* BEGIN SOURCE TEXT *

AVID TECHNOLOGY, INC.

Avid Technology Park

One Park West

Tewksbury, MA 01876

2009 EXECUTIVE BONUS PLAN

On March 17, 2009 (the “ Effective Date ”), the Compensation Committee (the “ Committee ”) of the Board of Directors of Avid Technology, Inc. (the “ Company ”) adopted this 2009 Executive Bonus Plan (the “ Plan ”).

1.

PURPOSE OF THE PLAN

The purpose of this Plan is: (i) to advance the interests of the Company’s stockholders by enhancing the Company’s ability to attract, retain and motivate its executive officers, and (ii) to reward its executive officers for their contributions toward the achievement of certain Company and business unit financial goals. Except where the context otherwise requires, the term “ Company ,” as used in this Plan, includes any of the Company’s present or future parent or subsidiary corporations, as defined in Sections 424(e) or (f) of the Internal Revenue Code of 1986, as amended, and any regulations promulgated thereunder, and any other business venture (including, without limitation, joint venture or limited liability company) in which the Company has a controlling interest, as determined by the Board.

* END SOURCE TEXT *

WHAT NEEDS TO BE DONE |
Continue the executive bonus plan text above from the point where it stops.

* BEGIN RAW DATA *

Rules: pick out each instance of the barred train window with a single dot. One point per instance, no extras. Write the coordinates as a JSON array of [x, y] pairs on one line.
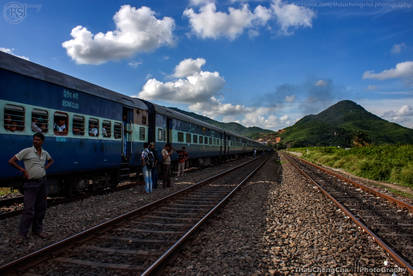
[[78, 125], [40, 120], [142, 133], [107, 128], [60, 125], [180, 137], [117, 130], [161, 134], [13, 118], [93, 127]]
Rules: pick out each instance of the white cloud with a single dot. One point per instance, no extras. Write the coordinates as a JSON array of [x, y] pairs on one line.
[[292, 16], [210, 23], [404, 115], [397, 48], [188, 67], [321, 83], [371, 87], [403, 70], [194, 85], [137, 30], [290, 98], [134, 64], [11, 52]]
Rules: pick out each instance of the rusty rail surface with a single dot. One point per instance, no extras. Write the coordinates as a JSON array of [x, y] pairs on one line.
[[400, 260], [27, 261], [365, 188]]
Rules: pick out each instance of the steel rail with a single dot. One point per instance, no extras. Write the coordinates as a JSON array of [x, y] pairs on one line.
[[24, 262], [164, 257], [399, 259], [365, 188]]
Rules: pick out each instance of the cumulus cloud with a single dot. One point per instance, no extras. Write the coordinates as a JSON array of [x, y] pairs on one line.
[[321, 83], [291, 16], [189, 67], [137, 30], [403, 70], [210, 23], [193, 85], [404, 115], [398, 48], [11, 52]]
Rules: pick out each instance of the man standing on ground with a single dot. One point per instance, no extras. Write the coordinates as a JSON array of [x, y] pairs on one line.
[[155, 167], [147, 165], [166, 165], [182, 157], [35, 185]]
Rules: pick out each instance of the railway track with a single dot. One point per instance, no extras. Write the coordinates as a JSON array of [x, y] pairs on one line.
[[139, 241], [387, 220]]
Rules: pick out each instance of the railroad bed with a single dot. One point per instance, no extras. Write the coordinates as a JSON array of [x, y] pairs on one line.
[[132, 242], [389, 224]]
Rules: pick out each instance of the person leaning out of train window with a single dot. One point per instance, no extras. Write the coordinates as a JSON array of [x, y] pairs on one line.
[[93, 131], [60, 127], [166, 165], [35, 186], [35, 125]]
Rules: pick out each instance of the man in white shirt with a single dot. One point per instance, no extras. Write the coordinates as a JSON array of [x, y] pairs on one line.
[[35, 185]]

* END RAW DATA *

THE REPLY |
2.

FINAL AUTHORITY; ADMINISTRATION

The Committee will administer and have final authority on all matters relating to the Plan, except as otherwise set forth herein. The Committee may interpret and construe the Plan, decide any and all matters arising under or in connection with the Plan, and correct any defect, supply any omission or reconcile any inconsistency in the Plan in the manner and to the extent it deems expedient to carry the Plan into effect. Additionally, the Committee may amend, suspend, revoke or terminate the Plan at any time. All bonus payouts under the Plan are subject to prior approval by the Committee. All decisions by the Committee will be made in the Committee’s sole discretion and will be final and binding on all persons having or claiming any interest in the Plan.

3.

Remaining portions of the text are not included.